• [Description of the task]:
Pick out and copy every line of the material below that contains the string "tree". Case counts.

• [Records for the exercise]:
• • •
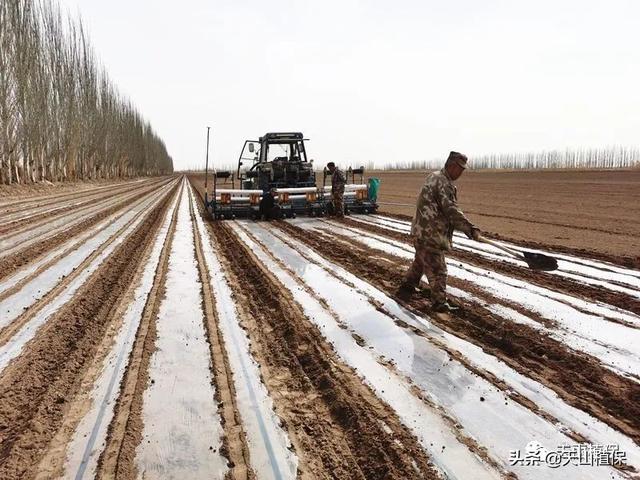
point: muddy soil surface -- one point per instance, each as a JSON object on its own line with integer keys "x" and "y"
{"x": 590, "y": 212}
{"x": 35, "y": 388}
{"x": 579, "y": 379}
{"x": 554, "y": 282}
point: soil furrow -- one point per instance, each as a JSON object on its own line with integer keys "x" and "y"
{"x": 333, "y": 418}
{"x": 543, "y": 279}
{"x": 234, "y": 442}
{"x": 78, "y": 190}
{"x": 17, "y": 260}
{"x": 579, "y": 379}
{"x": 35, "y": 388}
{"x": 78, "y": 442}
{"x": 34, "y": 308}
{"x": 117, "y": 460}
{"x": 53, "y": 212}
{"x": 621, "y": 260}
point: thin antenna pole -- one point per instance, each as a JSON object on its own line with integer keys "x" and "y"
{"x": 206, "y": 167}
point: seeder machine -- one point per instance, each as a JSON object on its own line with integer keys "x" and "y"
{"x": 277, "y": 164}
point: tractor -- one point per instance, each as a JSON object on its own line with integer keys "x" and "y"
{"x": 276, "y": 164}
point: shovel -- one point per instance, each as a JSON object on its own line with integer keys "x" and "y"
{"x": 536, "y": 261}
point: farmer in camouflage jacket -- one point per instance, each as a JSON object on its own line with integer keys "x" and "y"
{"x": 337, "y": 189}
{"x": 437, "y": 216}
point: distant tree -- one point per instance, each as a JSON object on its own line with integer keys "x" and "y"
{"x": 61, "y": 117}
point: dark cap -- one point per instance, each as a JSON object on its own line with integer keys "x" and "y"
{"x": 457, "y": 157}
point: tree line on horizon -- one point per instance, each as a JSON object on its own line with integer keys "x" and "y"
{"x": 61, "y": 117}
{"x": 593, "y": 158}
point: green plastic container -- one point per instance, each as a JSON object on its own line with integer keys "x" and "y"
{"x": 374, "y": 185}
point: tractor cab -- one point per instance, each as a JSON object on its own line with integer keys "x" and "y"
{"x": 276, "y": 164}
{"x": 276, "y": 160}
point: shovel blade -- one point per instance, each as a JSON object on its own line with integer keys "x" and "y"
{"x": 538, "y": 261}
• • •
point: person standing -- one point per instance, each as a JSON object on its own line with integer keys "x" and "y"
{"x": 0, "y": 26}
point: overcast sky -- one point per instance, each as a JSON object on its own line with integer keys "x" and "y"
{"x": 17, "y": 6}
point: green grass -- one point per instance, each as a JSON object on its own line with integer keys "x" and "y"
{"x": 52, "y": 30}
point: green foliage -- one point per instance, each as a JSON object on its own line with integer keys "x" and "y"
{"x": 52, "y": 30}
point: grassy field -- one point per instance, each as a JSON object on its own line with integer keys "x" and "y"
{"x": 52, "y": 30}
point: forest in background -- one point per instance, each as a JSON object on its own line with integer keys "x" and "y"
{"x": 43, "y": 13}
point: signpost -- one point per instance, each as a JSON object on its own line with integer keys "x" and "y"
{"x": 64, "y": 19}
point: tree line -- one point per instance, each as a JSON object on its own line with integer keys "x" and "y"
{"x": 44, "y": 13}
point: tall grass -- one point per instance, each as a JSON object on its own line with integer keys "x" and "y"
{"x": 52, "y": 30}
• • •
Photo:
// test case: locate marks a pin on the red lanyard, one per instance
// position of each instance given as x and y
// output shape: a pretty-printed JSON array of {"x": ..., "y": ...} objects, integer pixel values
• • •
• [Correct output]:
point: distant tree -- one point per instance, each as a JSON object on its own line with integer keys "x" and "y"
point: tree line on horizon -- one point per instance, each as a JSON object on its own line with integer keys "x" and "y"
point: tree line -- one point per instance, each as a JSON object on its own line with integer keys "x" and "y"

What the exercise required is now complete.